◆ WORK TO DO: Could you repeat, word for word, every line from the one containing "Find the dark archway" through the final line of the records below, and nothing else?

◆ Location annotation dataset excerpts:
****************************************
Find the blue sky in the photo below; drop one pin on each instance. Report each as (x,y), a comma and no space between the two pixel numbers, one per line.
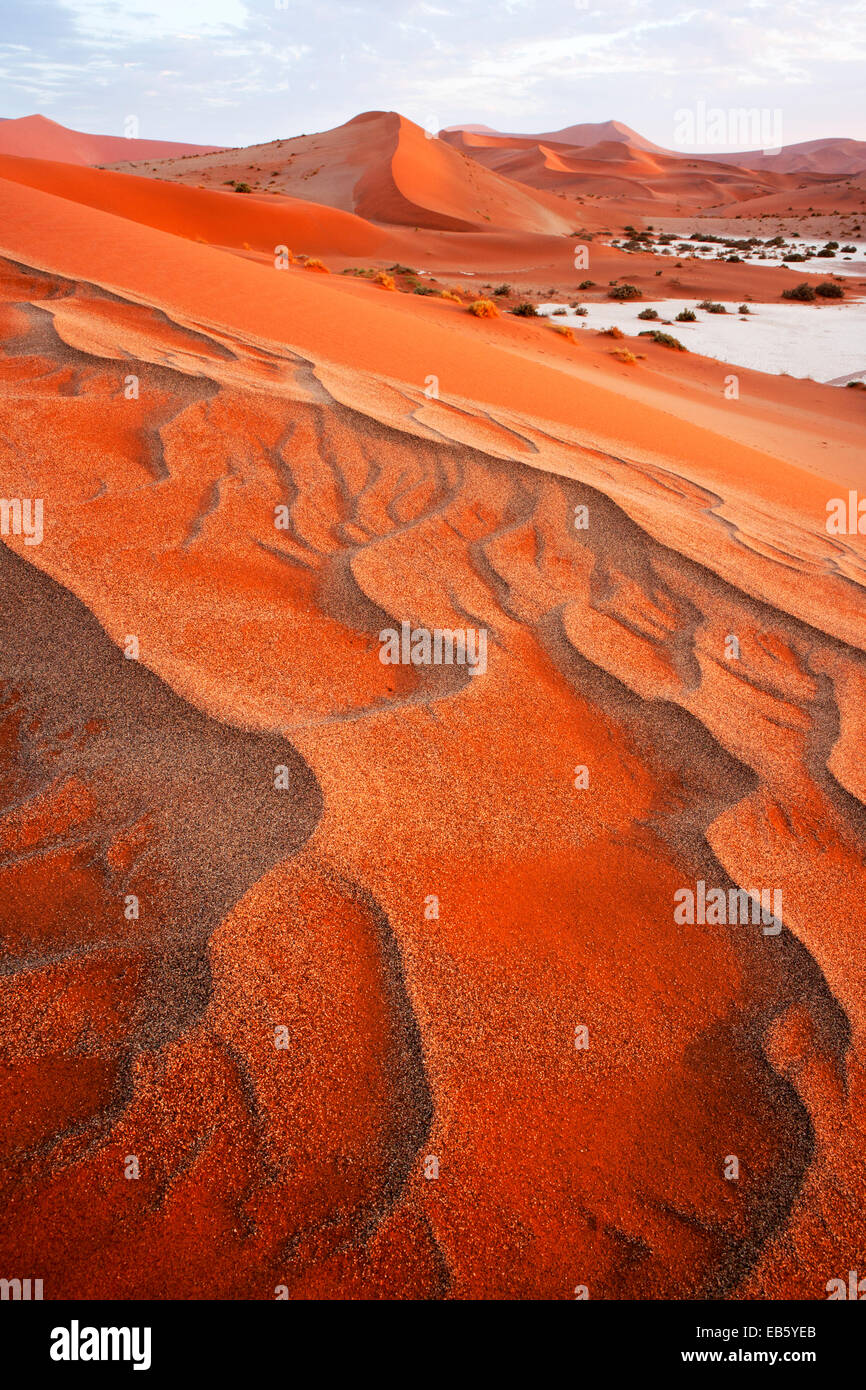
(241,71)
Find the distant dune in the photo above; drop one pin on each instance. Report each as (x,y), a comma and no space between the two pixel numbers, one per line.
(403,1009)
(384,168)
(39,138)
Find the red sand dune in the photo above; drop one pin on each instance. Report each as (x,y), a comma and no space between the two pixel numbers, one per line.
(430,1130)
(647,180)
(384,168)
(35,136)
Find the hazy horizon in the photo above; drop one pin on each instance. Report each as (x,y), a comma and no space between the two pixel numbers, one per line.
(246,71)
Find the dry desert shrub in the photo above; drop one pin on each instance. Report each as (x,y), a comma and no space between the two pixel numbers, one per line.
(484,309)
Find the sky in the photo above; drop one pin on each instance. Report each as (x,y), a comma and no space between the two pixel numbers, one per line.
(246,71)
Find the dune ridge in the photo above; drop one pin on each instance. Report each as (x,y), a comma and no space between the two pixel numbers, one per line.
(452,1036)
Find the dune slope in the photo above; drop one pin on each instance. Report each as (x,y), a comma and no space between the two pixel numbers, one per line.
(377,905)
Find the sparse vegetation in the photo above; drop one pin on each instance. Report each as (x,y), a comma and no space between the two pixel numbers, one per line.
(665,339)
(624,292)
(802,292)
(484,309)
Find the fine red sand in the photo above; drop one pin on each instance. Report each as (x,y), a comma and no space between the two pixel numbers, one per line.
(426,908)
(35,136)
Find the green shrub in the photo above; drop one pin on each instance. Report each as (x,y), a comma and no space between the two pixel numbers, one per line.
(802,292)
(624,292)
(666,339)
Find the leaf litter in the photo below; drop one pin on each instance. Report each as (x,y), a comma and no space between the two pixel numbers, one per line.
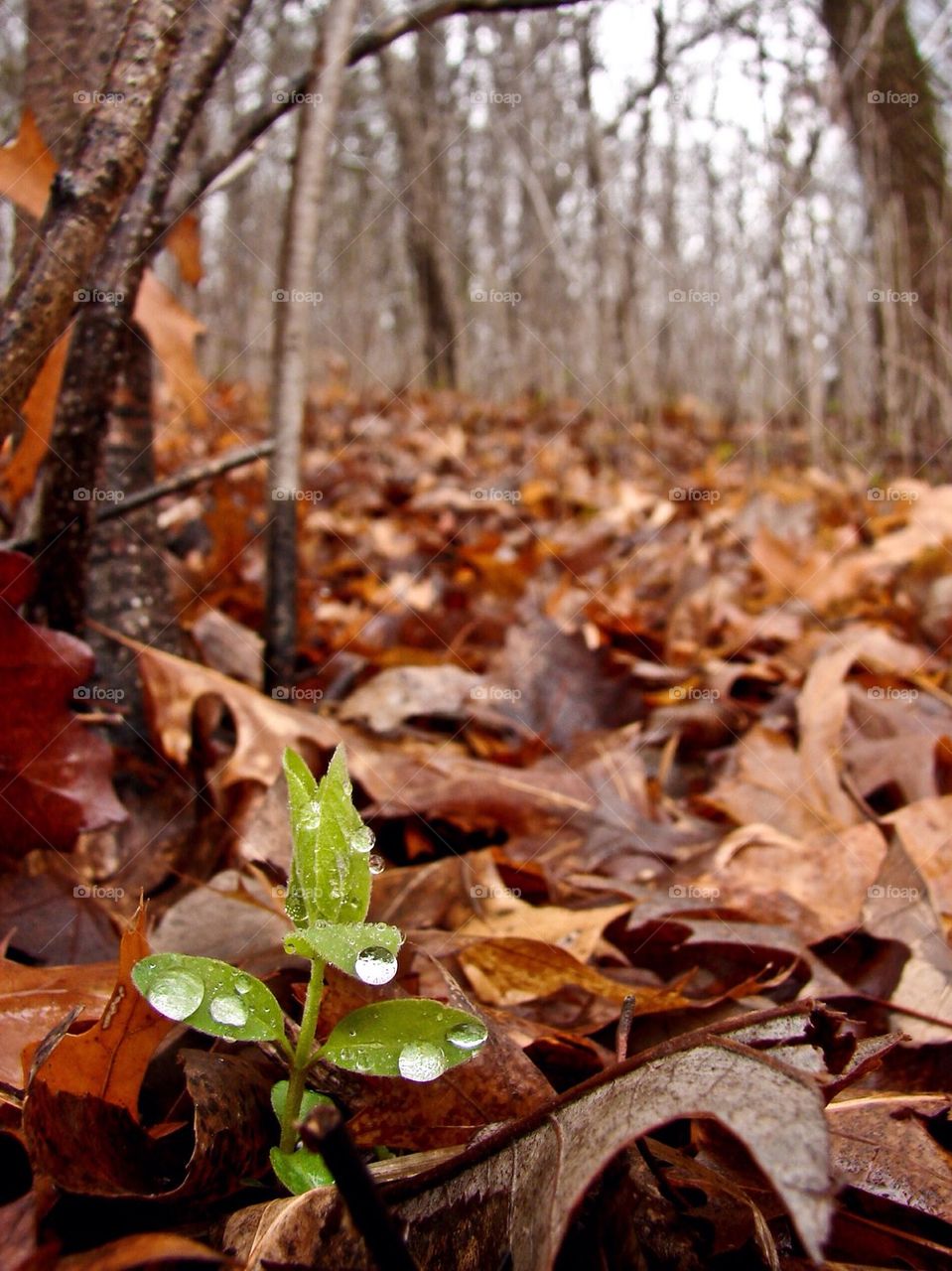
(660,790)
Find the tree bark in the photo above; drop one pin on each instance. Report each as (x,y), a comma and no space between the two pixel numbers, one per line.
(85,200)
(316,132)
(95,363)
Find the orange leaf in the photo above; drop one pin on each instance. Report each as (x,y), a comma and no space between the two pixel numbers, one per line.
(109,1060)
(508,971)
(27,168)
(40,412)
(186,244)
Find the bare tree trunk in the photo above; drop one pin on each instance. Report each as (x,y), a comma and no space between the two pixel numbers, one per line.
(893,118)
(413,99)
(85,200)
(95,361)
(316,135)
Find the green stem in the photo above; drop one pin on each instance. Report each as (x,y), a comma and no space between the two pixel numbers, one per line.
(303,1053)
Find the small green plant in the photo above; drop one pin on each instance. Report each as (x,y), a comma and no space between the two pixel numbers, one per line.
(328,897)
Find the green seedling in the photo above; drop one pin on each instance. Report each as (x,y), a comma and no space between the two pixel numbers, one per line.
(328,897)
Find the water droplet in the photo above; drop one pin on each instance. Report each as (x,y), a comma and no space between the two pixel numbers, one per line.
(421,1061)
(229,1011)
(362,839)
(467,1036)
(177,994)
(375,965)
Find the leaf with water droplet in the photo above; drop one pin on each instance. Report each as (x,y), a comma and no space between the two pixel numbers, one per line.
(330,879)
(409,1038)
(208,995)
(421,1061)
(343,944)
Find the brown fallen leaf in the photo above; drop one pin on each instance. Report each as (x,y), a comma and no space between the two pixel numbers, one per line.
(506,971)
(111,1059)
(55,772)
(881,1147)
(515,1192)
(95,1148)
(145,1249)
(35,999)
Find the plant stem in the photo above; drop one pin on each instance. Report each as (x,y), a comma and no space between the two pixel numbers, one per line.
(299,1066)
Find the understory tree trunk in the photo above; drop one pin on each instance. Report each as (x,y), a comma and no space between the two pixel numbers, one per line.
(887,94)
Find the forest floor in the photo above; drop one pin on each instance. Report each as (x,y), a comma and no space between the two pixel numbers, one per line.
(657,749)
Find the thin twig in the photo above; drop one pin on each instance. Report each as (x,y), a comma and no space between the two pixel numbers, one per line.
(326,1133)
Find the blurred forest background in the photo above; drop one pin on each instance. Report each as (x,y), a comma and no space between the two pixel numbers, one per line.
(617,203)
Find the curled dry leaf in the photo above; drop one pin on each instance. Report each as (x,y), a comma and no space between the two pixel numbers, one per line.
(539,1168)
(35,999)
(55,772)
(507,971)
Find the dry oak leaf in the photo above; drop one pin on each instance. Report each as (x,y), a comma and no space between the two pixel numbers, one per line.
(513,1192)
(883,1147)
(109,1060)
(54,772)
(507,971)
(35,999)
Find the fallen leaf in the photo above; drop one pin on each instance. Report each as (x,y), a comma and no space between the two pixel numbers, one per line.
(111,1059)
(540,1167)
(35,999)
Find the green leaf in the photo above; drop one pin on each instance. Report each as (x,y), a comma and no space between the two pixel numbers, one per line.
(300,1171)
(209,995)
(363,949)
(309,1099)
(330,877)
(411,1038)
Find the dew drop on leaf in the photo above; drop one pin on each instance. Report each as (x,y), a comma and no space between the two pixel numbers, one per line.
(229,1011)
(421,1061)
(375,965)
(362,839)
(177,994)
(467,1036)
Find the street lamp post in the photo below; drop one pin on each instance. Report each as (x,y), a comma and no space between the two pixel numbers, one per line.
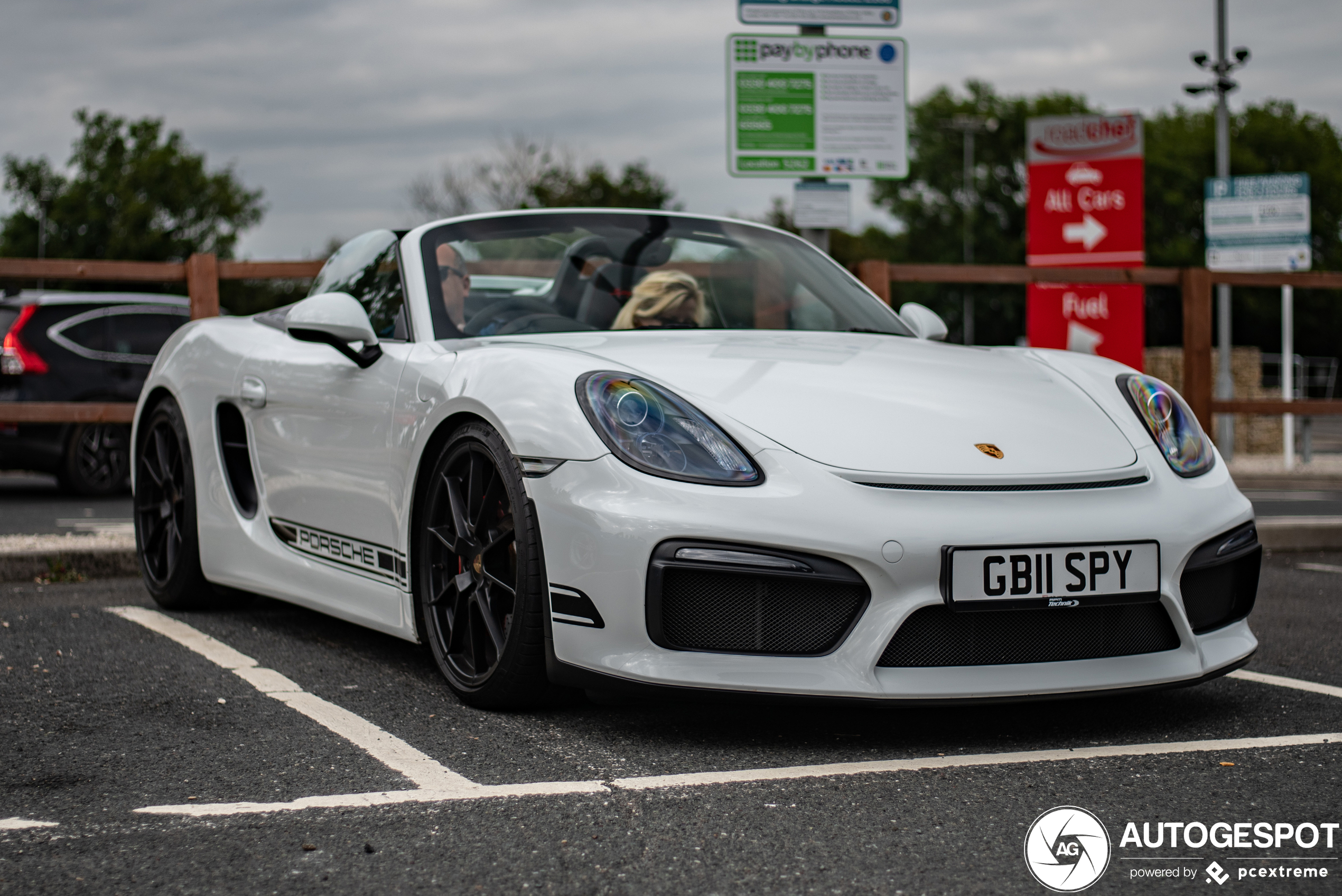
(968,126)
(1222,85)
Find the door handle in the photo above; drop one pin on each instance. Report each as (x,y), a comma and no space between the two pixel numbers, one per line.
(254,392)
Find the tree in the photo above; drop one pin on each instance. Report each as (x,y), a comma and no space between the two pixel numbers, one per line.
(133,192)
(932,202)
(1180,153)
(521,172)
(565,187)
(1264,138)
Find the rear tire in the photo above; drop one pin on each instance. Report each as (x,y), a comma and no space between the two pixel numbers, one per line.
(97,459)
(165,513)
(481,585)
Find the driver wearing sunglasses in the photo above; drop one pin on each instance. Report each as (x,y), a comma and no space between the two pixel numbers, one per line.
(456,283)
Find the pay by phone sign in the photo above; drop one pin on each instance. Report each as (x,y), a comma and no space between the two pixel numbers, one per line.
(815,106)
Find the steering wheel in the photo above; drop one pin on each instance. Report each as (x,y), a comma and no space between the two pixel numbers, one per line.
(567,293)
(502,312)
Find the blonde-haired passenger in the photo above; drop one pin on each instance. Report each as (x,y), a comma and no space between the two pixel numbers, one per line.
(664,300)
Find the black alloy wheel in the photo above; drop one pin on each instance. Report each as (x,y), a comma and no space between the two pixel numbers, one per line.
(98,459)
(165,513)
(481,580)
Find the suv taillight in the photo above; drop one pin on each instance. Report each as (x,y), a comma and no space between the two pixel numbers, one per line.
(16,357)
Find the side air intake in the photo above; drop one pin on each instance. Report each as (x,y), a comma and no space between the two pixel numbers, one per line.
(232,446)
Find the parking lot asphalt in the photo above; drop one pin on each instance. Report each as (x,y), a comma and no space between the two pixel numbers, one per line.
(34,505)
(104,717)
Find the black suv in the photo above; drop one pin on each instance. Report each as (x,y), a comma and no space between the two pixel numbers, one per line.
(80,347)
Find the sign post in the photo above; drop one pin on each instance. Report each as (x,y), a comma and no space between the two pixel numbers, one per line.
(853,14)
(1262,223)
(1086,203)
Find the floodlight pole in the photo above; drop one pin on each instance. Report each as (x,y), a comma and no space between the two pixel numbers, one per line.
(1223,85)
(1224,377)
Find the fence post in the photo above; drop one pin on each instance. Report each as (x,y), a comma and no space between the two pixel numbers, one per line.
(1196,285)
(203,285)
(875,277)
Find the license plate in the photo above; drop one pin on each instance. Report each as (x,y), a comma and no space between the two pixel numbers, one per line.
(1038,576)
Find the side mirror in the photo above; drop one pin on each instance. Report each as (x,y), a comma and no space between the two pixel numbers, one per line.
(337,320)
(925,322)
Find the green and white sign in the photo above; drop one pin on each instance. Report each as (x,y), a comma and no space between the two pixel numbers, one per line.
(1258,223)
(816,106)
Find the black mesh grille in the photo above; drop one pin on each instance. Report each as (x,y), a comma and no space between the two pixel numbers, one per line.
(936,636)
(742,613)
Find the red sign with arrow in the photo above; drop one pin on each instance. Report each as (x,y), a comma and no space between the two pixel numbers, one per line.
(1086,212)
(1086,204)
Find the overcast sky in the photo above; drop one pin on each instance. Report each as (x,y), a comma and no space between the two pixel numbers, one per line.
(332,106)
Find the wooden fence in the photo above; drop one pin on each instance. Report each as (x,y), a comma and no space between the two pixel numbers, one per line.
(200,273)
(203,273)
(1194,282)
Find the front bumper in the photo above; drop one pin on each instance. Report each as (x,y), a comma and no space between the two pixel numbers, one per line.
(600,522)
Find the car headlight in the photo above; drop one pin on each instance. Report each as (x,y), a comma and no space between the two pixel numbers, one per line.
(660,434)
(1171,422)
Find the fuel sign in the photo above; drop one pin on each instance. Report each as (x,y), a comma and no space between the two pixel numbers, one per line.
(1086,204)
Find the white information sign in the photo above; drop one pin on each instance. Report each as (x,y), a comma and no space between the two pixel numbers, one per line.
(878,14)
(1259,223)
(816,106)
(822,206)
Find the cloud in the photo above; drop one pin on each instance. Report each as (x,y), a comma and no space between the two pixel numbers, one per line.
(333,105)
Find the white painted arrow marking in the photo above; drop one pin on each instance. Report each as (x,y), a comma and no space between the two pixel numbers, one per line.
(1089,232)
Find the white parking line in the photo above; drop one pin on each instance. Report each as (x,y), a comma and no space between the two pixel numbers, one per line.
(1320,568)
(438,784)
(21,824)
(387,749)
(745,776)
(1313,687)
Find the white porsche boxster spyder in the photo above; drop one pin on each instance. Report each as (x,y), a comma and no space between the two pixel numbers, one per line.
(627,450)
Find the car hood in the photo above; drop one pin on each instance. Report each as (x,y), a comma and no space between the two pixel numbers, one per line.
(879,403)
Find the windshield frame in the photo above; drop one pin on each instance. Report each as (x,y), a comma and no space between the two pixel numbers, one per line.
(540,223)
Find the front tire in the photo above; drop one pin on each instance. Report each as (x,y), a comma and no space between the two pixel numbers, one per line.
(165,513)
(481,577)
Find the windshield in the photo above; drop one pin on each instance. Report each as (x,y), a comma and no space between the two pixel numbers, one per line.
(565,272)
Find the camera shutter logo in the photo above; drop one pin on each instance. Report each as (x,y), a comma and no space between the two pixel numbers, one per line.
(1067,850)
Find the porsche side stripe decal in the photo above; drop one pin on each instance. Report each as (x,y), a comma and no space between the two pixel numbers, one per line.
(572,606)
(375,561)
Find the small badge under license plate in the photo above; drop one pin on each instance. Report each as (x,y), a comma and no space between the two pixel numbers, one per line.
(1051,576)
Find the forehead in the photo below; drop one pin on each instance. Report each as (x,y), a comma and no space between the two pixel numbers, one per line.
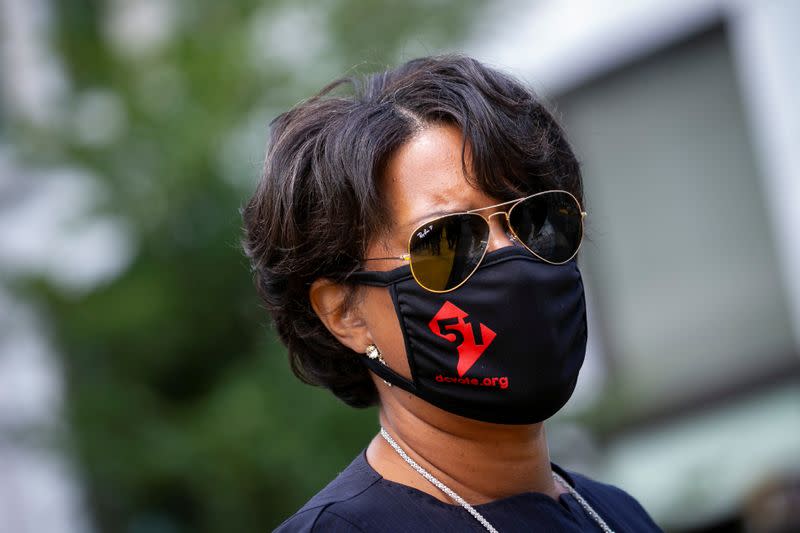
(425,178)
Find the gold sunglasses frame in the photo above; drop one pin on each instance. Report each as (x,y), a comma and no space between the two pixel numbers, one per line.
(514,237)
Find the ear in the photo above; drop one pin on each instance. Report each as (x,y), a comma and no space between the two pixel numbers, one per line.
(327,299)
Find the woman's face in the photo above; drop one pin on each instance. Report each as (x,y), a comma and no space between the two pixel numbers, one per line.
(423,179)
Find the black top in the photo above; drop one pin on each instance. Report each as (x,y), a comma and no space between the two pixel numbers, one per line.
(360,499)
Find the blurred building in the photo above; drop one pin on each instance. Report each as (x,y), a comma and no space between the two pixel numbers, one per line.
(685,116)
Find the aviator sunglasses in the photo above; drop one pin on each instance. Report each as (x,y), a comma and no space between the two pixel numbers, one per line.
(446,251)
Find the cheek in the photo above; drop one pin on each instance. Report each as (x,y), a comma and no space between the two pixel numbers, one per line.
(385,329)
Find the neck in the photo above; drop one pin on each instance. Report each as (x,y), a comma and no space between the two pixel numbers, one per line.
(480,461)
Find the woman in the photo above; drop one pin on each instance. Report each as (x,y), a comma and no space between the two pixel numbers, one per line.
(415,244)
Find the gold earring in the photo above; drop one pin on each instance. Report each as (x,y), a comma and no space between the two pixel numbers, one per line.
(373,352)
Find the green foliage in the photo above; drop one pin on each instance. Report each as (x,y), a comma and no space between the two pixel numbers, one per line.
(184,414)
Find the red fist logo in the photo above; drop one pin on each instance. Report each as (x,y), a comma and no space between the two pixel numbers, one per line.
(470,337)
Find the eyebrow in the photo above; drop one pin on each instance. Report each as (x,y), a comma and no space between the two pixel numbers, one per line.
(430,216)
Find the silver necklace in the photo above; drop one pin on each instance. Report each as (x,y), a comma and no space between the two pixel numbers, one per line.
(479,517)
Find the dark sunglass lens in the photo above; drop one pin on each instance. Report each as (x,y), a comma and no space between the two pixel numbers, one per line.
(445,251)
(549,224)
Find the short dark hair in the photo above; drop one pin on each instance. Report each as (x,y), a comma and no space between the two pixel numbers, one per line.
(318,204)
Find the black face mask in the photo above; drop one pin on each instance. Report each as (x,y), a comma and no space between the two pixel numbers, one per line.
(505,347)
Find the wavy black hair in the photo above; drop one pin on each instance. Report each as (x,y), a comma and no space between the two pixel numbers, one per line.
(319,204)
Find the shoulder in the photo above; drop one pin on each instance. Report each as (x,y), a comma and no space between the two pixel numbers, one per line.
(611,501)
(319,513)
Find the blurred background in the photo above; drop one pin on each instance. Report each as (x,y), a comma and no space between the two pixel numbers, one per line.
(141,389)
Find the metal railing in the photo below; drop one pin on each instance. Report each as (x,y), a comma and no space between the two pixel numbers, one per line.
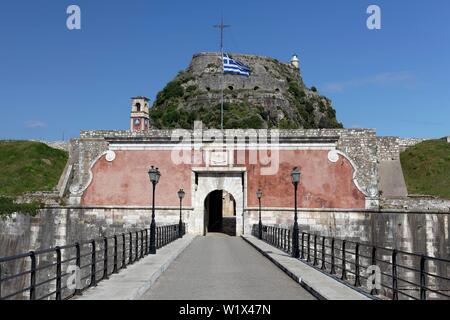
(403,275)
(49,274)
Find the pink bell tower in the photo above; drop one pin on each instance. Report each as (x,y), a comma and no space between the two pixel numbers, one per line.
(140,119)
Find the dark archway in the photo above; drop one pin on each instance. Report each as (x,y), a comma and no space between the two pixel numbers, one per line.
(220,213)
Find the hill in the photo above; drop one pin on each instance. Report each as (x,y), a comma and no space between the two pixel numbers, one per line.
(426,168)
(27,166)
(274,96)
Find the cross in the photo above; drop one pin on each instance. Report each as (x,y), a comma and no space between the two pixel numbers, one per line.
(221,26)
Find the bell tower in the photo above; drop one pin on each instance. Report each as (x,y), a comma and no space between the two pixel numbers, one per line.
(139,114)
****************************************
◆ RESULT FOR THIS TASK:
Find the dark archway in the photo above; drop one pin on each instance. Report each as (x,y), a comma and no space between the two pixel numbers, one per line.
(220,213)
Find the hill in the photo above; drop one pin on each instance. Report each as (x,y), a comma and no space between the two pixel numbers, one per line.
(426,168)
(27,166)
(274,96)
Find the cross in the photo above; drop one pin on each instance. Report each as (x,y), a comma and no space between the two pixel numbers, one per line.
(221,26)
Find the bell tower in the photo above; drop one pin on each instance. Report each as (x,y), a comma and no space between the two pixel numbers, one per line.
(139,114)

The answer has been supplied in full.